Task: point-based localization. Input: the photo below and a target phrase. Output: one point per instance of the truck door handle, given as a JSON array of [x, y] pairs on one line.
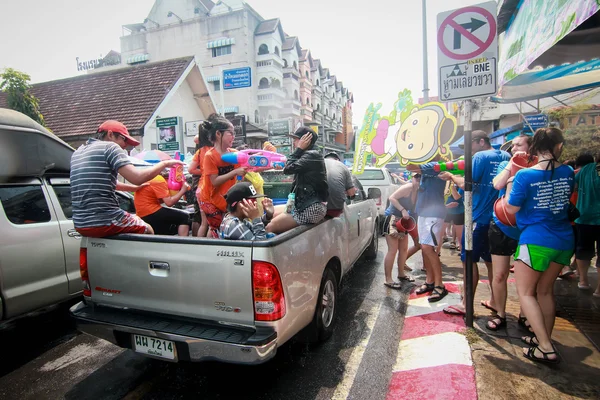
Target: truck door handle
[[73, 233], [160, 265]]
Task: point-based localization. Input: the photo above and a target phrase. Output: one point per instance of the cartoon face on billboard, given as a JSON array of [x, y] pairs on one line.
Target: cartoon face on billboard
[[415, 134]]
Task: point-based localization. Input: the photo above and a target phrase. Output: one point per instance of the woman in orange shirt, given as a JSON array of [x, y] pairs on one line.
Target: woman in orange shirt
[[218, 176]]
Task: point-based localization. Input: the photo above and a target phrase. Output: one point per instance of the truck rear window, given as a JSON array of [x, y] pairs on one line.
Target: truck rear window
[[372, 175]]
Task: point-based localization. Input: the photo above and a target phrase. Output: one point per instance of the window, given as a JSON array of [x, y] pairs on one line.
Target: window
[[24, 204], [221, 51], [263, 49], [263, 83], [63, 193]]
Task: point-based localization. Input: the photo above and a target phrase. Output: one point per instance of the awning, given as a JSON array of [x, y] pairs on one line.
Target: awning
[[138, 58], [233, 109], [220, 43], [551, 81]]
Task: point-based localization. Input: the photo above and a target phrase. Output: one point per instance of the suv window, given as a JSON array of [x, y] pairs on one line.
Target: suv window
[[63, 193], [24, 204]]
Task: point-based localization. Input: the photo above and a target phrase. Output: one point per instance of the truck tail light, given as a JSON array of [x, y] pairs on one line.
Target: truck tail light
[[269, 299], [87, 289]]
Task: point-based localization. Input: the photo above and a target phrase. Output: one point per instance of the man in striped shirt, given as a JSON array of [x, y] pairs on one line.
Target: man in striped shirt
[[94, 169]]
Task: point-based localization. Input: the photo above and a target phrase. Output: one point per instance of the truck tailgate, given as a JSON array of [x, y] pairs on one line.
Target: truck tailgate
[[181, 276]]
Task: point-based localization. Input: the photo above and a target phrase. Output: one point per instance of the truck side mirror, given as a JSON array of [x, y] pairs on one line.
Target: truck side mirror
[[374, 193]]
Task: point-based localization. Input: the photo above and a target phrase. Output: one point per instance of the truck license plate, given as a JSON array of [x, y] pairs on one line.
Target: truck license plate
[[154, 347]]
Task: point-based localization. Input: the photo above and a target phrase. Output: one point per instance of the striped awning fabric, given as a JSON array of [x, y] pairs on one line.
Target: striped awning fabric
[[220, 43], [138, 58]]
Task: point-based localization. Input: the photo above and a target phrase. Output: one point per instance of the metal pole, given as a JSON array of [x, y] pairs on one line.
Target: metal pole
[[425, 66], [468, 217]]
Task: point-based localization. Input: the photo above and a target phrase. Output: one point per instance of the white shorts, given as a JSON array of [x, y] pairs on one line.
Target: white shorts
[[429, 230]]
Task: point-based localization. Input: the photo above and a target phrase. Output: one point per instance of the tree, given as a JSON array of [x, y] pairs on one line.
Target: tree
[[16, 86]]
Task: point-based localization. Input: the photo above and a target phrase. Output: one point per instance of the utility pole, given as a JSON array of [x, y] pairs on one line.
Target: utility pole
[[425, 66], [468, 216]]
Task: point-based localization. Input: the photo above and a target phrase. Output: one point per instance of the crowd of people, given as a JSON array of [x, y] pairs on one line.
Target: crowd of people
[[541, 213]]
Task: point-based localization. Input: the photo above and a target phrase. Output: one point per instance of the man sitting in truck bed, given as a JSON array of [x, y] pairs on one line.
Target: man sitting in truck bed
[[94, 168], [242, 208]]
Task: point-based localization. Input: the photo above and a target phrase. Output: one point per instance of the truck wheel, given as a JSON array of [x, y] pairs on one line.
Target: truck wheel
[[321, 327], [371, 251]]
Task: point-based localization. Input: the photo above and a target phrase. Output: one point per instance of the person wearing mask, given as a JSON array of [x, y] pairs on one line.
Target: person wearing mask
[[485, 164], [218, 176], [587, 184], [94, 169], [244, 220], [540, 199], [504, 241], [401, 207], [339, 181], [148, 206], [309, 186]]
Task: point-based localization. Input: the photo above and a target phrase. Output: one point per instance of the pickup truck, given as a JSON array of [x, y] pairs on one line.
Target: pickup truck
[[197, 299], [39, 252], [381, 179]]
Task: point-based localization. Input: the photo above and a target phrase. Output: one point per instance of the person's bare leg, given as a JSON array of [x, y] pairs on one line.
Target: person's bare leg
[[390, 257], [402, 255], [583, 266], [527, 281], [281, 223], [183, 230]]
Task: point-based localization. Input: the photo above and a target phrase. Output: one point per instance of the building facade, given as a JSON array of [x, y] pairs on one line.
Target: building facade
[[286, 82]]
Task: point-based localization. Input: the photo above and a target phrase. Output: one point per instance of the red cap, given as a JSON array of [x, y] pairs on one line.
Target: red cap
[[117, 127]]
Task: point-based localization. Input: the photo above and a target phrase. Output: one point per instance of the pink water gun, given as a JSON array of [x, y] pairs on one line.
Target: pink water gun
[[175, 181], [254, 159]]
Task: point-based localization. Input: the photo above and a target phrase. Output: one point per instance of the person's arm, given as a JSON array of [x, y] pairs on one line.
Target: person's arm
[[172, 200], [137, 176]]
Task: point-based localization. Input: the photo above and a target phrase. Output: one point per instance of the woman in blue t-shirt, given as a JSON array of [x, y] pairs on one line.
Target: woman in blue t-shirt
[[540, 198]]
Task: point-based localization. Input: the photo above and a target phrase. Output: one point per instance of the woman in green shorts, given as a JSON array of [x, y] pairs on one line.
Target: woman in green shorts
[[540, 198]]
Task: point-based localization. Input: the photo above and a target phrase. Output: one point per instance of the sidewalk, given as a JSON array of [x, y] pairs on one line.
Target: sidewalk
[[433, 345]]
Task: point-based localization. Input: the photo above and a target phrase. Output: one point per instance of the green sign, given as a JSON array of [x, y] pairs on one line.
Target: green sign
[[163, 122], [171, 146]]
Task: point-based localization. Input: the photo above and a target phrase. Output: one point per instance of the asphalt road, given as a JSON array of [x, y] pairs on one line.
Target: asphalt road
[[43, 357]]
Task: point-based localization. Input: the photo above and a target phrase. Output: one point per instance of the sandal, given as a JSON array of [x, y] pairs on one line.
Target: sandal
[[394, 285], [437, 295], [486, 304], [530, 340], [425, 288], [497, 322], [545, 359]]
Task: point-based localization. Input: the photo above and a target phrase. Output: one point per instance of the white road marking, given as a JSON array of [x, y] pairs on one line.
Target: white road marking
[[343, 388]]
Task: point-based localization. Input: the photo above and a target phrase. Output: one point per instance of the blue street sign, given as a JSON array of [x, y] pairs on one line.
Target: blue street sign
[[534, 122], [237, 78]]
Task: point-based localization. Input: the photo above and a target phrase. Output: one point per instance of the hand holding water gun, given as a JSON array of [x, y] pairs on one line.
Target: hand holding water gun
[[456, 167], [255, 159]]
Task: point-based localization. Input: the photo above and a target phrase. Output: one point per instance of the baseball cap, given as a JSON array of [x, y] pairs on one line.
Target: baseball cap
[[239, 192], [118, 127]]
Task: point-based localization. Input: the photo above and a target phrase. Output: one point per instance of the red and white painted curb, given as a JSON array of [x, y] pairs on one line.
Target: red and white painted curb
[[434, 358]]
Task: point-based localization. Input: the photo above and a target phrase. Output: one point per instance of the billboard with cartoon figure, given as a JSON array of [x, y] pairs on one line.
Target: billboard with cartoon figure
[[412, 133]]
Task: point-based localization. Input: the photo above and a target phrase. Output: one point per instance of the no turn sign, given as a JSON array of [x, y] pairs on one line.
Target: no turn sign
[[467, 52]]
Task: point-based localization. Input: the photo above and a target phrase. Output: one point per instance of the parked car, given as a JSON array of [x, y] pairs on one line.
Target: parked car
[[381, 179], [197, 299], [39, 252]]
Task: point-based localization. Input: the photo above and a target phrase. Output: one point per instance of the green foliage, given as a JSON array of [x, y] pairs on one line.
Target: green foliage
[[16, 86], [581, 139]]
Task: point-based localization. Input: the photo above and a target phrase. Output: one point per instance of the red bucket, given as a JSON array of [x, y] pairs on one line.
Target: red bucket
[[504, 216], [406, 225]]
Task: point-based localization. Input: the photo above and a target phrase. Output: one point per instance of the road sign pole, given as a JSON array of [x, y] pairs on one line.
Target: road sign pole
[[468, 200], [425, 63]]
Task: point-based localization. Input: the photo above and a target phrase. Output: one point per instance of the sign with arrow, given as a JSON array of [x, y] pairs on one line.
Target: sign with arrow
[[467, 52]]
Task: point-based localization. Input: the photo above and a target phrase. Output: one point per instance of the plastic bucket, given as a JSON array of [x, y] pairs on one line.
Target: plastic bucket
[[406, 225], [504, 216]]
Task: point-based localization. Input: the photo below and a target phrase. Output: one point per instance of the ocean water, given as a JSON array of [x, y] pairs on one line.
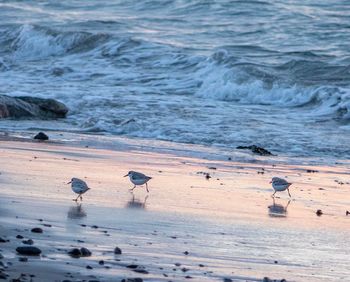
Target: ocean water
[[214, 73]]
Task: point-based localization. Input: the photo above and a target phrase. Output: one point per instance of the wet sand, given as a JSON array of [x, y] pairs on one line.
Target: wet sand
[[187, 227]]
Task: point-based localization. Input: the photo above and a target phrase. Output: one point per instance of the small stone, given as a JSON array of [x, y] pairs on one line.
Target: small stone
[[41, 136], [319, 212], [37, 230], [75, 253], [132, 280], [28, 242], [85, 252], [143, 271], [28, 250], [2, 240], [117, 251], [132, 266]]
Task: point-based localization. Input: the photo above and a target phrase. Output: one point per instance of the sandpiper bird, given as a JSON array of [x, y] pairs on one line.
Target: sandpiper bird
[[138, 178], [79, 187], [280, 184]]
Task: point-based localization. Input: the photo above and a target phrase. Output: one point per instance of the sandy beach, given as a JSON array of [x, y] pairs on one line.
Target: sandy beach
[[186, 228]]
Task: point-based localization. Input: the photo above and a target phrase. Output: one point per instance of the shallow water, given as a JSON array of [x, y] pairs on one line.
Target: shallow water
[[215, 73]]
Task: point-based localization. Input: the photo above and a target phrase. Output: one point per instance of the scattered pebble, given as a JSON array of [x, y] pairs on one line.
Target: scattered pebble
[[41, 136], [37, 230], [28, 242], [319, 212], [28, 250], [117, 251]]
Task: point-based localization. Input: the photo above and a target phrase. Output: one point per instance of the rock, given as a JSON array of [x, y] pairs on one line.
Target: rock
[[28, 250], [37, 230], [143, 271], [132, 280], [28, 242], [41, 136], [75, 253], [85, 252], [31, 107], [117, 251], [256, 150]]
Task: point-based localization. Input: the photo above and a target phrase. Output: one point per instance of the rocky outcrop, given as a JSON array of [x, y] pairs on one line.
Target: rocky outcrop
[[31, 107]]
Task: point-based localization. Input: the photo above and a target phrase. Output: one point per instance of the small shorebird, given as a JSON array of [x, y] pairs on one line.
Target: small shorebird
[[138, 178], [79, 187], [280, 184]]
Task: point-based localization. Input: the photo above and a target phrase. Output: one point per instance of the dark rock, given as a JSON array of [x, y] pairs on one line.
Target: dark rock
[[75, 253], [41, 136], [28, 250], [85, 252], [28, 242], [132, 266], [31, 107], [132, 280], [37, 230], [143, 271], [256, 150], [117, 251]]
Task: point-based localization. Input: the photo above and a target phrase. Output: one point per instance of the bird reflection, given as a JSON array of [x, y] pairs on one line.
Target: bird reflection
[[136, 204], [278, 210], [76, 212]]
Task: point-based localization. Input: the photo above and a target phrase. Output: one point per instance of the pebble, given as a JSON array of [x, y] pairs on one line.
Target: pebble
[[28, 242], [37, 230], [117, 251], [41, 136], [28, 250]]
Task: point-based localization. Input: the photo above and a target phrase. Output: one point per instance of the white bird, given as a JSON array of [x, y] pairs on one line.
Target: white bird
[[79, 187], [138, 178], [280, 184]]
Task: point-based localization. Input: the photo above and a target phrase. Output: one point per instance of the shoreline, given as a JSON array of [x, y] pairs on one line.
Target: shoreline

> _REQUIREMENT_
Retype nothing except the lines from the line holding "the shoreline, given" through the last line of the entries, both included.

> _SOLUTION BELOW_
Task: point-based localization. Input: the photo above and a target phrase. Output: one point per instance of the shoreline, given as a JSON array of [x, y] pairs on one line.
Target: shoreline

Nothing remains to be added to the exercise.